Task:
Gather from the listing below each line that includes the word "sample", and copy it.

Data to use:
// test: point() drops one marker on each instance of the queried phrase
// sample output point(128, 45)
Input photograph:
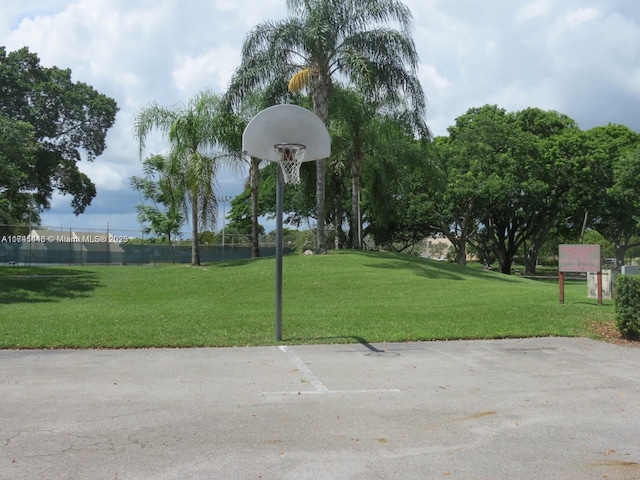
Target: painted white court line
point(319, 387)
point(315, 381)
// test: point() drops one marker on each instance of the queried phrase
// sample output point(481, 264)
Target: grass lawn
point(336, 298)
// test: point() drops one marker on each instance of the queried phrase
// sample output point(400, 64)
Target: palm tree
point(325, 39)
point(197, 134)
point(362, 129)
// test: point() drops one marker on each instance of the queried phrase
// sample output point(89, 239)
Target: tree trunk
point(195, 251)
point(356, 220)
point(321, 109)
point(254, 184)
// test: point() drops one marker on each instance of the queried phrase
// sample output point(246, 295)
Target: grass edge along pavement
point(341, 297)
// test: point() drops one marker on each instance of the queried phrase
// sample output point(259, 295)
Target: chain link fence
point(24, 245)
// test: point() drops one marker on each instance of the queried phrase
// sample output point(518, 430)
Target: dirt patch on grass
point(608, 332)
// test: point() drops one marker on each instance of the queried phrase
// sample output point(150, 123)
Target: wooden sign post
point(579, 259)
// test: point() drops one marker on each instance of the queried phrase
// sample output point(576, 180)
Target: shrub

---

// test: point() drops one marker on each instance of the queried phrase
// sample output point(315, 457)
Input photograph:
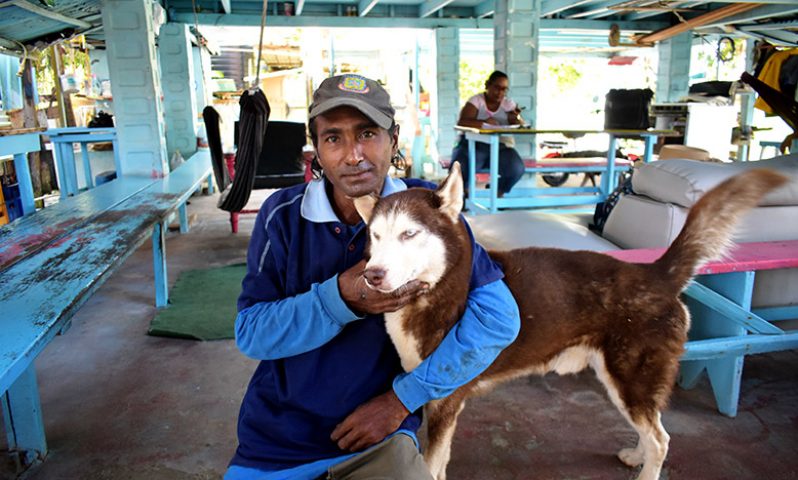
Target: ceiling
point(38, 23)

Worked solution:
// sample output point(128, 45)
// sample output point(481, 264)
// sample output point(400, 64)
// sample output point(89, 239)
// sample output point(246, 295)
// sample output point(259, 295)
// sample output point(518, 430)
// sample output point(150, 123)
// sample output point(576, 180)
// sample output point(315, 457)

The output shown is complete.